Texto proporcionado:
Llevaba ya casi dos años sin visitar a mi familia. La pandemia cerró las posibilidades de viajar y rompió mis agostados deseos de encuentro, ocultos bajo el tenue color de la mascarilla. Una prescripción médica por falta de vitaminas me regaló, como el mejor tratamiento, la vuelta al pueblo para estar unas semanas con mi gente en busca de las raíces.
Hacía en tren un largo viaje. Distribuidos los viajeros en diagonal para marcar las distancias preceptivas, mi compañía varió varias veces a lo largo del trayecto. La tercera de las ocupantes del asiento fue una señora que ya no cumplía los sesenta. Llegó, en su momento, se sentó y, a los pocos minutos, sacó de su bolso un libro para acortar el tiempo e instruir la memoria. El libro llevaba por título, nunca lo hubiera imaginado, “30 días con Don Bosco”. Observé el libro y miré a mi compañera de viaje. Ella percibió el reclamo de mis ojos y una acogedora sonrisa.
– ¿Lo conoce?
– Sí, desde ya hace algún tiempo. Yo soy salesiano.
Don Bosco une y cambia vidas
Ahora fueron sus ojos los que cantaron una mal disimulada sorpresa.
Ambos en silencio releíamos el libro, yo con mis recuerdos, ella en una de las páginas del inicio. “Más que nunca en un mundo enfermo y asustado, hoy, como entonces, tenemos necesidad de proponer a Don Bosco para creer, como él, que la santidad es posible, en lo cotidiano débil y repetitivo de la vida…”. Esta lectura te ayudará “a respirar recuerdos y quitar el polvo que continuamente se deposita no solo en los muebles de la casa, sino también en el alma, para que puedas tener aquel corazón oratoriano, que siempre te ha fascinado”.
No había trascurrido media hora y mi compañera terminaba su viaje. Ella se iba con su libro de Don Bosco; yo me quedaba, una vez más, pensando, soñando con Don Bosco en mi corazón.
– “Seguiré leyendo el libro –me dijo como despedida–, el protagonista me tiene cautivada. Conocerlo ha sido una de las mejores cosas que han sucedido en mi vida.
– “Muchas gracias por sus hermosas palabras –dije, mientras le ayudaba a bajar el equipaje.
Las tres horas que me restaban de viaje, a partir de este momento, las hice muy acompañado. Don Bosco estaba en mi horizonte y se había hecho presente a través de aquella “dama oratoriana” que encontré viajando, de Vigo a León, un vulgar y anodino siete de agosto.

Lista de actividades:
• A. Responde a estas preguntas sobre el relato:
(i) ¿Cuánto tiempo llevaba sin visitar a su familia quien narra?
(ii) ¿Qué título tenía el libro que la señora sacó de su bolso?
(iii) ¿Entre qué ciudades se hacía el viaje en tren?
• B. Transcribe el fragmento del relato que comienza en las palabras "Hacía en tren" y termina después de "mal disimulada sorpresa.".
El listado procede de otra fuente.

Datos proporcionados:
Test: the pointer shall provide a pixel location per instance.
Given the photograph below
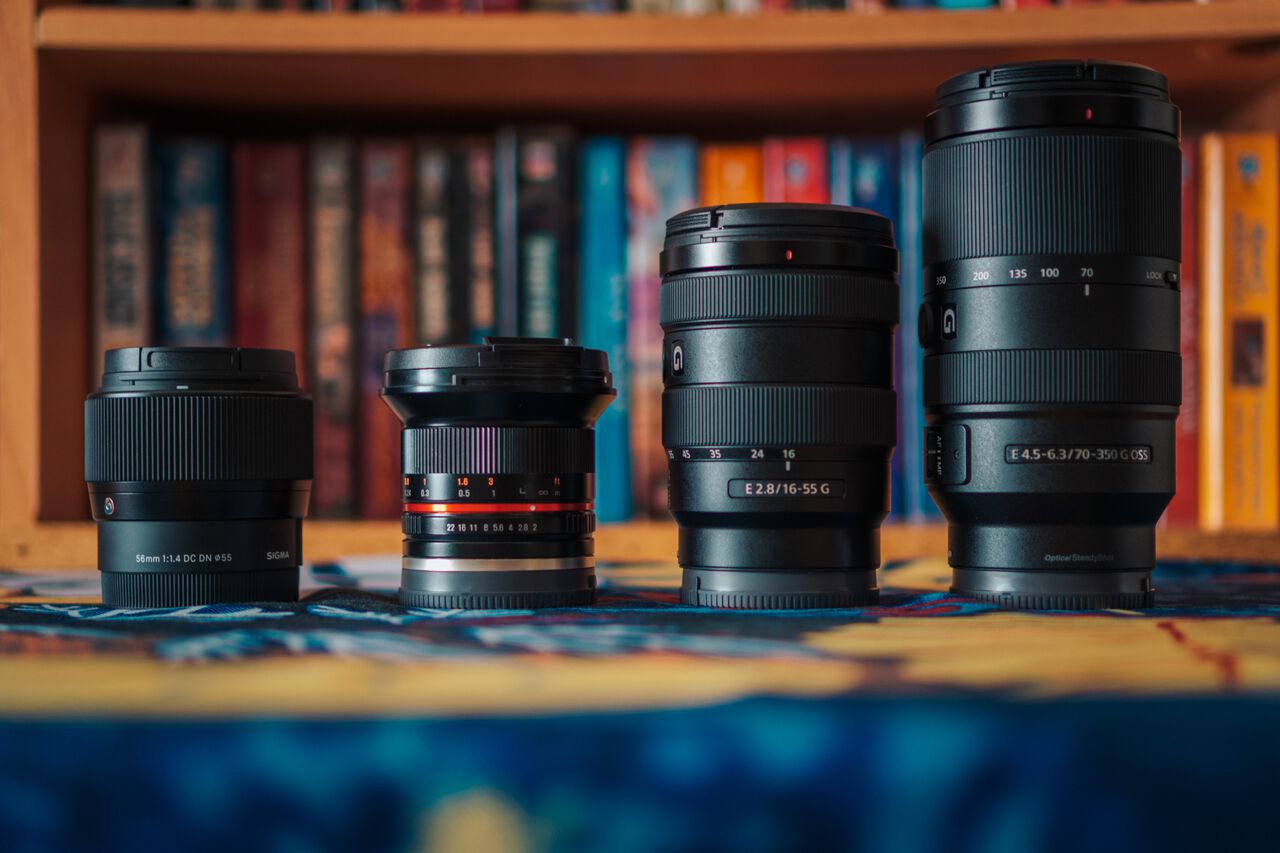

Soluciones de actividades:
• A.
(i) Casi dos años.
(ii) "30 días con Don Bosco".
(iii) De Vigo a León.

• B.
Hacía en tren un largo viaje. Distribuidos los viajeros en diagonal para marcar las distancias preceptivas, mi compañía varió varias veces a lo largo del trayecto. La tercera de las ocupantes del asiento fue una señora que ya no cumplía los sesenta. Llegó, en su momento, se sentó y, a los pocos minutos, sacó de su bolso un libro para acortar el tiempo e instruir la memoria. El libro llevaba por título, nunca lo hubiera imaginado, “30 días con Don Bosco”. Observé el libro y miré a mi compañera de viaje. Ella percibió el reclamo de mis ojos y una acogedora sonrisa.
– ¿Lo conoce?
– Sí, desde ya hace algún tiempo. Yo soy salesiano.
Don Bosco une y cambia vidas
Ahora fueron sus ojos los que cantaron una mal disimulada sorpresa.